AIM OF THE TASK:
The expected answer is the set of lines in the data below between the line holding "Mark a point on each instance of the white glove" and the line holding "Mark a point on each instance of the shrub", inclusive, written out exactly.

[DATASET EXTRACT]

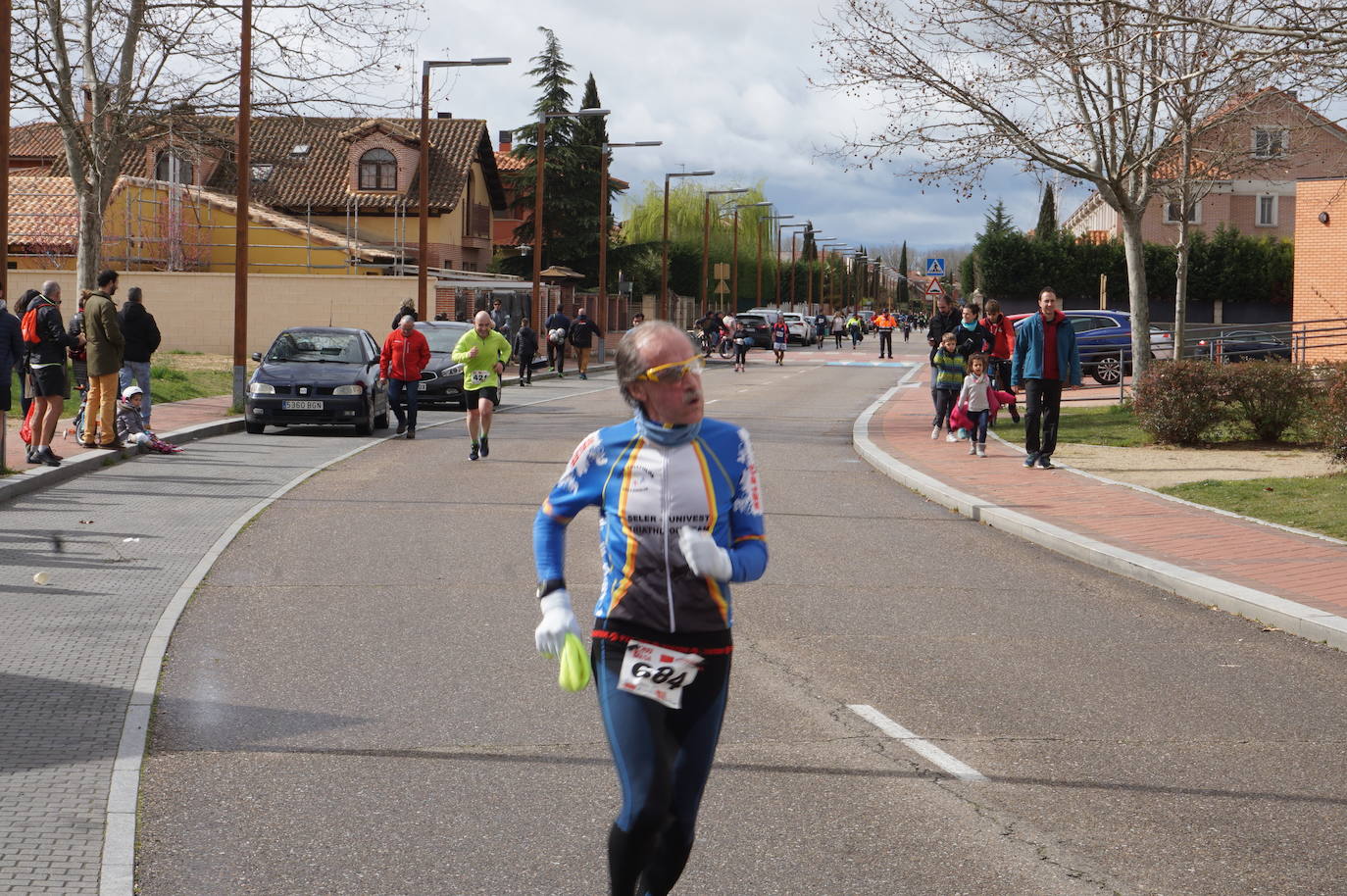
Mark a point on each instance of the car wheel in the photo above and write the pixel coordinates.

[/DATASET EXTRACT]
[DATASET EXTRACT]

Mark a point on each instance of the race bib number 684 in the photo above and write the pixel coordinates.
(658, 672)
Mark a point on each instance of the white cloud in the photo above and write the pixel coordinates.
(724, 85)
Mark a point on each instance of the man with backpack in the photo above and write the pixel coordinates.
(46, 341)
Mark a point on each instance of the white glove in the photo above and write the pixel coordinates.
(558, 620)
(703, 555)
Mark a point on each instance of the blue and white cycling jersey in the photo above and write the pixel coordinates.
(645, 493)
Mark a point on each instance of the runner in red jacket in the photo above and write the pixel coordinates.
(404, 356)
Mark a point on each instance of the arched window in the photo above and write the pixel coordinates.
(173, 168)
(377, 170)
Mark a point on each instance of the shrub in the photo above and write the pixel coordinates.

[/DATASET EXTRACT]

ANSWER TO THIS EXERCISE:
Mark a point on each instance of the white glove in the photo above and write the pixel coordinates.
(558, 620)
(703, 555)
Mark a point on each instance of the blue and white cycling jersey in the photo above and write the pixel coordinates.
(645, 493)
Mark a point on each instance of the runner in red jacket in the photo above and write the pixel coordinates.
(404, 356)
Mark a point on each instance of the arched window in the photo above and write the pixel coordinates.
(173, 168)
(377, 170)
Mark a point on each instance of the shrub in the photo above and write the pixel coordinates.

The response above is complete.